#### DOCUMENT SECTION ####
More recently, the sentence-reading study in English by Kuperman and Van Dyke (2011; Figure 6 in that article) compared relative contributions of word length and frequency and two individual-differences measures (rapid automatized letter naming and word identification). The comparison of standardized regression coefficients associated with these predictors in the generalized linear mixed-effects models revealed that measures of individual variability overshadowed contributions of lexical factors at early processing stages (first and single fixation duration) and were stronger predictors than lexical frequency across the entire eye-movement record. The effect of word length dominated in the cumulative measures (second pass duration and total reading time). Finally, von der Malsburg, Kliegl, and Vasishth (2016) carried out analyses of scanpaths on the Potsdam Sentence Corpus and investigated how variation in readers’ age would interact with word length and measures of syntactic processing effort (i.e., surprisal and retrieval cost). The finding that older readers showed a smaller effect of syntactic processing difficulty was interpreted as indicating an age-associated shift in reading strategies that is driven less by syntax and more by world and discourse knowledge. Taken together, this body of work made the first step toward disentangling contributions of a selected group of text- and reader-level variables and their distribution over time, thus providing benchmark data for empirical research and computational modeling.
#### DATA SECTION ####
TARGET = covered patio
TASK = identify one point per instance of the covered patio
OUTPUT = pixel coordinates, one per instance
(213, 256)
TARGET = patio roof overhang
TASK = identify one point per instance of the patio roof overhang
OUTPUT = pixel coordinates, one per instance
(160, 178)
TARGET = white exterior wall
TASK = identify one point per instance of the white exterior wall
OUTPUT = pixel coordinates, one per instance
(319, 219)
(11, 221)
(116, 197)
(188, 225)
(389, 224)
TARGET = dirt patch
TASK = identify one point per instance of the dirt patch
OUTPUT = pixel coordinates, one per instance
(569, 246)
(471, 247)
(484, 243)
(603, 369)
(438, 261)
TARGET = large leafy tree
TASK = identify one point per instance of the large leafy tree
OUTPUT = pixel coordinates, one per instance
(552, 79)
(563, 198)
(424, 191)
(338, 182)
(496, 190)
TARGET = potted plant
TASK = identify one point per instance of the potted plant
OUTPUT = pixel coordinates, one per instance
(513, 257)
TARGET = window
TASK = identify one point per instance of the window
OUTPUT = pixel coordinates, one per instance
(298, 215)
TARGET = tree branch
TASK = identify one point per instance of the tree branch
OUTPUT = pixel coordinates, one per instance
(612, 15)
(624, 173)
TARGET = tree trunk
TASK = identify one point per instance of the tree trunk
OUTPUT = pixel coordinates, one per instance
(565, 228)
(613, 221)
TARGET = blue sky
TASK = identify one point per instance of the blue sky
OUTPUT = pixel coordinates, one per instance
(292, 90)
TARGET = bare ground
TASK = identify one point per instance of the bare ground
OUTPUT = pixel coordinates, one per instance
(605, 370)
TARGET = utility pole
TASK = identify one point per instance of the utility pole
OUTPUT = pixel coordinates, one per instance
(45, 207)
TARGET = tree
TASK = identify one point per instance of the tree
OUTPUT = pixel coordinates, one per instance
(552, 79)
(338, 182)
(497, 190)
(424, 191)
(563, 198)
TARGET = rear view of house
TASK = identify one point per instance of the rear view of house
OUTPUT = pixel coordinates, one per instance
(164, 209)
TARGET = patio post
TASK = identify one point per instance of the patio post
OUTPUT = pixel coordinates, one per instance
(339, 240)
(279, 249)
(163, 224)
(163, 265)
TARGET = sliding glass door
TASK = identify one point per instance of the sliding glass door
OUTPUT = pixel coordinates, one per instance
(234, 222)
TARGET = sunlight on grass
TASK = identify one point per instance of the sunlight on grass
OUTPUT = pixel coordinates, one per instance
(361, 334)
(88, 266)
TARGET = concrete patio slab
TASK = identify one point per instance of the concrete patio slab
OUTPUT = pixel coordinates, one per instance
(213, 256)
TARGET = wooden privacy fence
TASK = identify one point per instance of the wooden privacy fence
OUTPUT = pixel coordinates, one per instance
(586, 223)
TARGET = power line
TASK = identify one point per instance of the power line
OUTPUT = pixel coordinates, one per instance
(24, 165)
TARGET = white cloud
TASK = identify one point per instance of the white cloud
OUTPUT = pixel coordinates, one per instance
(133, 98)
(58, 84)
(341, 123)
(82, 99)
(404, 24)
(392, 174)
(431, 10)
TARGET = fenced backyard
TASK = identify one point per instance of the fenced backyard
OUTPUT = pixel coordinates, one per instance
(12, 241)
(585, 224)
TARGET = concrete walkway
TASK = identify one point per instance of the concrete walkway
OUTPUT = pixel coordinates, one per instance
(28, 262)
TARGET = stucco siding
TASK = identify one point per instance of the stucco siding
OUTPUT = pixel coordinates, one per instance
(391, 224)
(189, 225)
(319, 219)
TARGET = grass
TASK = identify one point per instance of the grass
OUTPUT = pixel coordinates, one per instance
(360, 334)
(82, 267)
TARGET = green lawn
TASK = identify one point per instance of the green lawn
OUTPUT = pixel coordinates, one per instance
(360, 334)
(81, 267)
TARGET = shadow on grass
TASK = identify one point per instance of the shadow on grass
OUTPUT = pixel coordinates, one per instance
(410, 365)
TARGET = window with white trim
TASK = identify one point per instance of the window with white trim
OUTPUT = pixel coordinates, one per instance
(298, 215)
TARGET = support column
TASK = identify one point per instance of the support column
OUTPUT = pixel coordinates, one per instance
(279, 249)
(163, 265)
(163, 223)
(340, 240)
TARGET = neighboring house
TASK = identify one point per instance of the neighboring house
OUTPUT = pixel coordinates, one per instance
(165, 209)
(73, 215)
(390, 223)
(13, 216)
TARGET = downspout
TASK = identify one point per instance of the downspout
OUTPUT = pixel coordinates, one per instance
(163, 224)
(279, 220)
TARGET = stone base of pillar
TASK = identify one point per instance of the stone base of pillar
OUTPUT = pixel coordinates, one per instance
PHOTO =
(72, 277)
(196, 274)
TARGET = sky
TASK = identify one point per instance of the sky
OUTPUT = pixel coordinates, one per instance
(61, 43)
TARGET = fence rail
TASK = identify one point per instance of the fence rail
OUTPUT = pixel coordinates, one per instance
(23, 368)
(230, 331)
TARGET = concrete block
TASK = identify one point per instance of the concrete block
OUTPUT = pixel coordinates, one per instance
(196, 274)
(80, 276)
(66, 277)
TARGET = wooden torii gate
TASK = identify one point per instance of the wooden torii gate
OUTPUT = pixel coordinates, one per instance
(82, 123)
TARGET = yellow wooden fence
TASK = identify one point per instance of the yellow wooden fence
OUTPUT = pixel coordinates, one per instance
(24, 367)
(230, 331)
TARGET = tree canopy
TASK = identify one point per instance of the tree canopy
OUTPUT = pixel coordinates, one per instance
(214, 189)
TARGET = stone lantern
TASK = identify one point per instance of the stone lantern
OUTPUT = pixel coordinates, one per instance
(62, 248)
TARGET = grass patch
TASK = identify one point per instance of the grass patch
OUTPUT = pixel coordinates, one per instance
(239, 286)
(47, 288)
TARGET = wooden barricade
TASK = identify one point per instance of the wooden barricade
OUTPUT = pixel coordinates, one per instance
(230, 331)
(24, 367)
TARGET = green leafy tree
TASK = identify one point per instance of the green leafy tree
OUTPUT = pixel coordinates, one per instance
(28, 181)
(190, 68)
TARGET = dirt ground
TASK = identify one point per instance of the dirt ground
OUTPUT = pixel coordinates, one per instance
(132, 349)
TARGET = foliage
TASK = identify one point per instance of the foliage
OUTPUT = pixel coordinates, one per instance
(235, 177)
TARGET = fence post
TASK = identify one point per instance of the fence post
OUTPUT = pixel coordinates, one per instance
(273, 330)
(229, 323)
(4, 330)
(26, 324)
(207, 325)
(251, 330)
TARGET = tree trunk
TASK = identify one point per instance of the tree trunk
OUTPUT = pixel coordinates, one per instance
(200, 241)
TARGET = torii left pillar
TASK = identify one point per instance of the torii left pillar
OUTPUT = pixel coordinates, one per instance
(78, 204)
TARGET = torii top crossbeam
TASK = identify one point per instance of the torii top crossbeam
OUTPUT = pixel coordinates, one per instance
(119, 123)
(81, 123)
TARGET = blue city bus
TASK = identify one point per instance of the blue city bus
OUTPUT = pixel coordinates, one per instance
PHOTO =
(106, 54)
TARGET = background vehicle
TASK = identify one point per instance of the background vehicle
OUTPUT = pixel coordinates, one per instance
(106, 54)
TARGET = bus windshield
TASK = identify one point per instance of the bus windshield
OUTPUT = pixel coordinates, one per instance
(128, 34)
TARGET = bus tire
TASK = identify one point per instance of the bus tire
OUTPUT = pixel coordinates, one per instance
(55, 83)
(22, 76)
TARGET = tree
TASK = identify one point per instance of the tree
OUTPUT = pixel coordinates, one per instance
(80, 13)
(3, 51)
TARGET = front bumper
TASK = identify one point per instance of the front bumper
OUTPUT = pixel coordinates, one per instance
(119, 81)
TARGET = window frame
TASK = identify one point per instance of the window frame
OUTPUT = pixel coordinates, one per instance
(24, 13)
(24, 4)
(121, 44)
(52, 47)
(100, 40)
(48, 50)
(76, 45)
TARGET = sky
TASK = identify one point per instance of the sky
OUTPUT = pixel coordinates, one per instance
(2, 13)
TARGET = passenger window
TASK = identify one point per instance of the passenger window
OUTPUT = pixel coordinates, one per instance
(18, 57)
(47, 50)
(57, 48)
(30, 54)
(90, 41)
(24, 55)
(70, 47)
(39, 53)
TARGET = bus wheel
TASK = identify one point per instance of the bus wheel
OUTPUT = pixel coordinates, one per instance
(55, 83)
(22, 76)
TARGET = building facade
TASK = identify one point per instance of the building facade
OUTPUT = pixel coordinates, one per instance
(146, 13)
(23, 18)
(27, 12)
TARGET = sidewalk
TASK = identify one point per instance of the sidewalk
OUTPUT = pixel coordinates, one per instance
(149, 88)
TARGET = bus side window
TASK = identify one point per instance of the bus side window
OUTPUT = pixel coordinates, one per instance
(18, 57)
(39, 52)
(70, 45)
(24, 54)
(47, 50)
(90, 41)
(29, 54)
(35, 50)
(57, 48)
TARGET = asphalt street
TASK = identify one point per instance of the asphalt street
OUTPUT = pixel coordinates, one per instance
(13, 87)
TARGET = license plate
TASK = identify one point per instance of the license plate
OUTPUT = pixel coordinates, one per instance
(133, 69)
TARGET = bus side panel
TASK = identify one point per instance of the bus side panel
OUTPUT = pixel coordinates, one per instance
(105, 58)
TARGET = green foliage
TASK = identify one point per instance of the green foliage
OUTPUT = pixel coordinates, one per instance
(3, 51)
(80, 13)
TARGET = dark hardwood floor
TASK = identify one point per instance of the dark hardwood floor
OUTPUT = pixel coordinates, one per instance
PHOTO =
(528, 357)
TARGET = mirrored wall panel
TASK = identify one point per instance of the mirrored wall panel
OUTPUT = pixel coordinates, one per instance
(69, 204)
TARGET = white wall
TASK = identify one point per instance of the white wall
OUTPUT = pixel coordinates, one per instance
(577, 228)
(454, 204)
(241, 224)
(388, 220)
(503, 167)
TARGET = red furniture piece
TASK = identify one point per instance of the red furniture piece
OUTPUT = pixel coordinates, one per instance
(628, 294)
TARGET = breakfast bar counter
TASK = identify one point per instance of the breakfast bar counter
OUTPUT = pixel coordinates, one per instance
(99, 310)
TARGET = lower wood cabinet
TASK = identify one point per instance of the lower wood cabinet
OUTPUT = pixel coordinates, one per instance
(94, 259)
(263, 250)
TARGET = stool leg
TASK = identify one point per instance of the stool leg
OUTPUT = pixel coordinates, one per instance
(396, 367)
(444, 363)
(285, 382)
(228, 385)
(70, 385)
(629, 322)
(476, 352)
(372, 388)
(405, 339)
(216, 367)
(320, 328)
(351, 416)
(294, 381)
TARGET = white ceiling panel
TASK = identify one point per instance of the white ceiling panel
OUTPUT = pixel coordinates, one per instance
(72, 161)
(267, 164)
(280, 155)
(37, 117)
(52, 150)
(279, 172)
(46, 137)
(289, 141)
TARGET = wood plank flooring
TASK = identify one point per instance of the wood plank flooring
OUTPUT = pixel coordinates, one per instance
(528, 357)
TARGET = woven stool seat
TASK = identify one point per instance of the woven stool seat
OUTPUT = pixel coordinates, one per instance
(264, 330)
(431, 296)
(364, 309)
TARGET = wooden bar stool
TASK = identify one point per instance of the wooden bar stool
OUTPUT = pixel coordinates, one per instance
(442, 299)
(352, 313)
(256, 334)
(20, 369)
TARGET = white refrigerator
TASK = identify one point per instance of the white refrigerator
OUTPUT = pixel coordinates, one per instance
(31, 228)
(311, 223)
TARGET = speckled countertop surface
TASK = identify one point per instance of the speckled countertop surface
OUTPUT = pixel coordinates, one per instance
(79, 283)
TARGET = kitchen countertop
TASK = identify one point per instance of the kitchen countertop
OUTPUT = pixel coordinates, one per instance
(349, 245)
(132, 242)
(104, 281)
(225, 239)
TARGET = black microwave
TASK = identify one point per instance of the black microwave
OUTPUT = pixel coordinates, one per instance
####
PROBLEMS TO SOLVE:
**1)** List every eye-movement measure that the passage on eye movements in reading names in parentheses.
**2)** Resume the passage on eye movements in reading, starting right after its last sentence.
These rows have no connection to the passage on eye movements in reading.

EXERCISE ANSWERS:
**1)** first fixation duration, single fixation duration, second pass duration, total reading time

**2)**
The current paper furthers this line of empirical research by reporting the relative importance of a large number of the text-level and reader-level variables over the full time-course of reading measures. We depart from the earlier studies in three crucial ways. First, we adopt the practice common in educational psychology and applied linguistics of assessing verbal, cognitive, and psychophysical skills via a comprehensive battery of standardized skill assessments (see Kuperman & Van Dyke, 2011 for motivation). This allows for a more precise pinpointing of the specific cognitive or linguistic skills that underlie reading behaviors at specific points in a text. For example, we can ask whether phonological awareness, syntactic ability, or working memory is most critical for explaining variance in particular eye-movement measures and for particular linguistic material. Connecting this reader-level variability to specific skills supports a more refined account of the factors that drive the “where” and “when” parameters of eye-movements during reading.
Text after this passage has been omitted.